§ Aim: In the article on cold calling for home-based travel agents below, where does the author recommend starting instead of with cold calls?
───── Source document ─────
Cold calling and the home-based travel agent
Here’s a question I was asked recently: “I do have a strong sales background, how much cold calling is involved in this type of business or is it done mostly over the Internet?”
Here’s my answer, addressed to the questioner, but of interest to all (I hope).
First of all, let me say that your background in sales will serve you well in your new career as a home-based travel agent. A lot of these slick “give me your money and I’ll make you a travel agent” come-ons talk about how all you have to do is “share your love of travel.” While there’s a fair bit of truth to that, sharing your love of travel is just the beginning. You also need some solid knowledge to back up that love and you have to understand the sales process to get from “love” to money in the bank.
Your question seems to imply that “cold calling” and “the Internet” are a sort of either/or proposition, or two sides of the same coin. In other words, if you’re not cold calling you’re selling travel on the Internet. If you’re not selling travel on the Internet, you must be cold calling.
That’s not really the case. So let’s untangle the two.
Travel Agents and Cold Calling
For those who may be unfamiliar with the term, cold calling is the process of approaching people (or in some cases companies) with whom you have no prior contact or relationship, with the goal of identifying them as prospects. Prospects then enter your “sales funnel” to be qualified and moved toward a purchasing decision.
(If anything in that sentence was unfamiliar to you, don’t worry. The Home-Based Travel Agent Success Course contains an entire module on sales skills as they apply to selling travel. It will teach you everything from prospecting to qualifying to presenting travel products, to dealing with objections, to closing the sale. Other modules in the course will walk you through the process of making solid bookings.)
If you want to make cold calls — and believe it or not there are some salespeople who absolutely love making them — by all means do so. However, I would recommend starting with your so-called “warm market” — people you already know. The obvious people in this category are friends and family, but it can extend to acquaintances you have through work, your house of worship, clubs and associations. Another excellent source of clients is the professionals to whom you have been giving business over the years — doctors, dentists, lawyers, accountants, pastors, and so forth.
───── Raw data ─────
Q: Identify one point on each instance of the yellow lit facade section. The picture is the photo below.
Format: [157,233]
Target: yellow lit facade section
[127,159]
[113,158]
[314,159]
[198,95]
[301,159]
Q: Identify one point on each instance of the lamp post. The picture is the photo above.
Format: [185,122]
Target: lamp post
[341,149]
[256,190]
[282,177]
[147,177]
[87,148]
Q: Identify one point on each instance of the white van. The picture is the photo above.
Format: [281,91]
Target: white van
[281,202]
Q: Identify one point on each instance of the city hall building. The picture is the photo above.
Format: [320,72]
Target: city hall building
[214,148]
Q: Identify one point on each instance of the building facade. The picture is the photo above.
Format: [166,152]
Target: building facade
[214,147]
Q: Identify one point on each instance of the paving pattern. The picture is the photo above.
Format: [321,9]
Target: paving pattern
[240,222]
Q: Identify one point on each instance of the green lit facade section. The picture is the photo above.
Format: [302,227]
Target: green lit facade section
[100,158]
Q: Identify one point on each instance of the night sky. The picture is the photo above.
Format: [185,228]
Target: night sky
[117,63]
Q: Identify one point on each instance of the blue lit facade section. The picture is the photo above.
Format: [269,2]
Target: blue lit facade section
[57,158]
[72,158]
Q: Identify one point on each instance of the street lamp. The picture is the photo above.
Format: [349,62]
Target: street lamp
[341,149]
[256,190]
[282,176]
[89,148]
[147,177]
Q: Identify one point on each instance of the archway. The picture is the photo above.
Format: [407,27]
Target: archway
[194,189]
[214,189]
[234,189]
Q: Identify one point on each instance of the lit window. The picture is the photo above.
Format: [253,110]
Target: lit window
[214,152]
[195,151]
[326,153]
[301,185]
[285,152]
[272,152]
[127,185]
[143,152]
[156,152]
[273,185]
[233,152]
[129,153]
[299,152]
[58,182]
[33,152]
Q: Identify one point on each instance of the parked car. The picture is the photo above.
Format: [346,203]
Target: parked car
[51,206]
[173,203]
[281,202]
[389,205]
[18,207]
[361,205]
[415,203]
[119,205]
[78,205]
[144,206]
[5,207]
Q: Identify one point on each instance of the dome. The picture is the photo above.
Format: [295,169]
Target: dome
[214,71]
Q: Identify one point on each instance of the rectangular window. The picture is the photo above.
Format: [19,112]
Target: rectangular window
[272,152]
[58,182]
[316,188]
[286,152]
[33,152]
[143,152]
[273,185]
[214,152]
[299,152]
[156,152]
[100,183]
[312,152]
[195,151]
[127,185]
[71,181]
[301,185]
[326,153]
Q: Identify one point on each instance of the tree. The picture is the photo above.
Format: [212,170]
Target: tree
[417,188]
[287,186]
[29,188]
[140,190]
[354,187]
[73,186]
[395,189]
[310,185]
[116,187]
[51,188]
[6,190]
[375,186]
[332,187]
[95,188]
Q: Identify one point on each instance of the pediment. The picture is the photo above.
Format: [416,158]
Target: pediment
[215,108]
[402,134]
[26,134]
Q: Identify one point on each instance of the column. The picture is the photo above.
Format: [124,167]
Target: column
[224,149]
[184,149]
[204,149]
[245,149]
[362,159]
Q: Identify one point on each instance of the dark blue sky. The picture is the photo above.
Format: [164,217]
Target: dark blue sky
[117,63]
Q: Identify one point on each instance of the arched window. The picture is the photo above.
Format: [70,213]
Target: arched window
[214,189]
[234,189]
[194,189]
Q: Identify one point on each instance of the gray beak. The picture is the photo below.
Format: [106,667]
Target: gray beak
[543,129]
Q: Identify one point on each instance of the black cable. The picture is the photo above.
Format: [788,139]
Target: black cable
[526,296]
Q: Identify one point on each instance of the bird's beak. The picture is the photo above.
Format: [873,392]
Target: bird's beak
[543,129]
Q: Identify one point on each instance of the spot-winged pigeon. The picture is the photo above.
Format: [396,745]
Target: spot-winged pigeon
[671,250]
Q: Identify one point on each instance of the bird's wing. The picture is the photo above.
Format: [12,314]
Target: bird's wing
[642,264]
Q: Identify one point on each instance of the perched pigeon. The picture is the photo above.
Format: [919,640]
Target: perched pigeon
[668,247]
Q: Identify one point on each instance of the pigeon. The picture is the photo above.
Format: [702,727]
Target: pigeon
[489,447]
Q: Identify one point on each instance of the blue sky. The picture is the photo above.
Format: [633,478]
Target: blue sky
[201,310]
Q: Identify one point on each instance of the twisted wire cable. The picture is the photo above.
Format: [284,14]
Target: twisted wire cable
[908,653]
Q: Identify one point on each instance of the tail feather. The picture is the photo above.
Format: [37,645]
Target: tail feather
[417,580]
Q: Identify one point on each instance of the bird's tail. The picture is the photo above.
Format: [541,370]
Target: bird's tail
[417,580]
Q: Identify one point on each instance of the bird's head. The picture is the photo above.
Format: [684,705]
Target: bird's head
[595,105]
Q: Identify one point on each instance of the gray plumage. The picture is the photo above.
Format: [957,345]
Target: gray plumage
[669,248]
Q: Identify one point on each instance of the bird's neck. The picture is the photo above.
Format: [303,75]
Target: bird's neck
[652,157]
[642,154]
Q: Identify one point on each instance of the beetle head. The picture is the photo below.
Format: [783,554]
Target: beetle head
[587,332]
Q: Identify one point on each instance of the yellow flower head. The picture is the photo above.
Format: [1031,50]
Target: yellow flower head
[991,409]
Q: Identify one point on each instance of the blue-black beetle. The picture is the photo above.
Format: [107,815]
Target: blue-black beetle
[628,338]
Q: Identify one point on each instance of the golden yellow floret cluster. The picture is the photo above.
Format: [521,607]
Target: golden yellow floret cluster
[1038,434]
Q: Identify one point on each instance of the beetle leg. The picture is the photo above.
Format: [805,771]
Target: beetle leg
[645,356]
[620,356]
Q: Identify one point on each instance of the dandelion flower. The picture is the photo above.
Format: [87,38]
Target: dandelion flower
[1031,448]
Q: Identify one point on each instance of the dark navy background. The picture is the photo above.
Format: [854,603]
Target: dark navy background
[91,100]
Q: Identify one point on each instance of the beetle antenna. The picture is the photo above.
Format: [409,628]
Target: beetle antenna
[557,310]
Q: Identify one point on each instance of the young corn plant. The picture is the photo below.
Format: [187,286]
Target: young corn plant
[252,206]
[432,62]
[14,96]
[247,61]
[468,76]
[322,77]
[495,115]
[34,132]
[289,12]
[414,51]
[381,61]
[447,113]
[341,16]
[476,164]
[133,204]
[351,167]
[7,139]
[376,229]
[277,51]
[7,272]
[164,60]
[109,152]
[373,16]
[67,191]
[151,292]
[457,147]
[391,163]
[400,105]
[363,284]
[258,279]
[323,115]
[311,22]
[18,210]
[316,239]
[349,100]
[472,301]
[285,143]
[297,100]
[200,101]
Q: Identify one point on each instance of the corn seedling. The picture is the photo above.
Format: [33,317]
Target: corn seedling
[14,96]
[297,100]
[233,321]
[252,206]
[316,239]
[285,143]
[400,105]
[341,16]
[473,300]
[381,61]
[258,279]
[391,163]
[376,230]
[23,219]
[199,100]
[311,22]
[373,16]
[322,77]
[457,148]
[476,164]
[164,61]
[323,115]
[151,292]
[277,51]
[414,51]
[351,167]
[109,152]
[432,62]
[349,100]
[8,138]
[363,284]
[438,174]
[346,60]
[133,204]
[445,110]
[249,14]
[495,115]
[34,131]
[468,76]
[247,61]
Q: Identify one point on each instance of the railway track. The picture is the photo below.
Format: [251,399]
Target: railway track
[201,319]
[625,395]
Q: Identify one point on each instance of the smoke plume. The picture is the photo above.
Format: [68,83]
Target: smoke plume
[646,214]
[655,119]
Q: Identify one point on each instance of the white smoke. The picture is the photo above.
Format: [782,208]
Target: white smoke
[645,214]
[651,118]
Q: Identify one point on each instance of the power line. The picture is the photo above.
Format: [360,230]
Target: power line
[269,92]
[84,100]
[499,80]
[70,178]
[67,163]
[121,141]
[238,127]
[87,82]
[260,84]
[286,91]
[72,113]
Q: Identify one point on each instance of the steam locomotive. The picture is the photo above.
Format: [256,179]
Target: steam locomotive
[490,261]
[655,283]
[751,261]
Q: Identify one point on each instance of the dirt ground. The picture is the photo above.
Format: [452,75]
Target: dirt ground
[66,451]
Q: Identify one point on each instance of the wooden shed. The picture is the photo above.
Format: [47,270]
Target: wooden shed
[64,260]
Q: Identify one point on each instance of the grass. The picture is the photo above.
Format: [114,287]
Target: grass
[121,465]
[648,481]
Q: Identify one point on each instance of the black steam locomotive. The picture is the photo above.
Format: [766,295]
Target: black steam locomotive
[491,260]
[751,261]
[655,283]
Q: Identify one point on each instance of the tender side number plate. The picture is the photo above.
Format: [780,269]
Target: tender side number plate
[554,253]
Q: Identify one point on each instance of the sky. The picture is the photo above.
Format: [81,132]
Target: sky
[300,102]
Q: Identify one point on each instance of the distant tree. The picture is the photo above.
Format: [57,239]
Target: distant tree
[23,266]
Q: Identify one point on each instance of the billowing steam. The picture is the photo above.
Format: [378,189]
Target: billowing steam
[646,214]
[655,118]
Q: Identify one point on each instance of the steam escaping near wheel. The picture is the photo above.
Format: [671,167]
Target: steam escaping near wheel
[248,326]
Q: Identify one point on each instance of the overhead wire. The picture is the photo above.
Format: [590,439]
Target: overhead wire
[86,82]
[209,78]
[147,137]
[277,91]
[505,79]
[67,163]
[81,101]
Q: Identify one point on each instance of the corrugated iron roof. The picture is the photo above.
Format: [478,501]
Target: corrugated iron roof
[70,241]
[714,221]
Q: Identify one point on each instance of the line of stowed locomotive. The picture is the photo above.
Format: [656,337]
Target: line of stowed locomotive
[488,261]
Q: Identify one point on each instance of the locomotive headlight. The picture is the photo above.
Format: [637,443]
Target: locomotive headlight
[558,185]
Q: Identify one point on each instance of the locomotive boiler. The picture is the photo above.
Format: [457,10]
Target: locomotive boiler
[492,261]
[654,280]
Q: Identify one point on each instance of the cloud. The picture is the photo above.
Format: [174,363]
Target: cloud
─────
§ The reply: With the "warm market," meaning people you already know.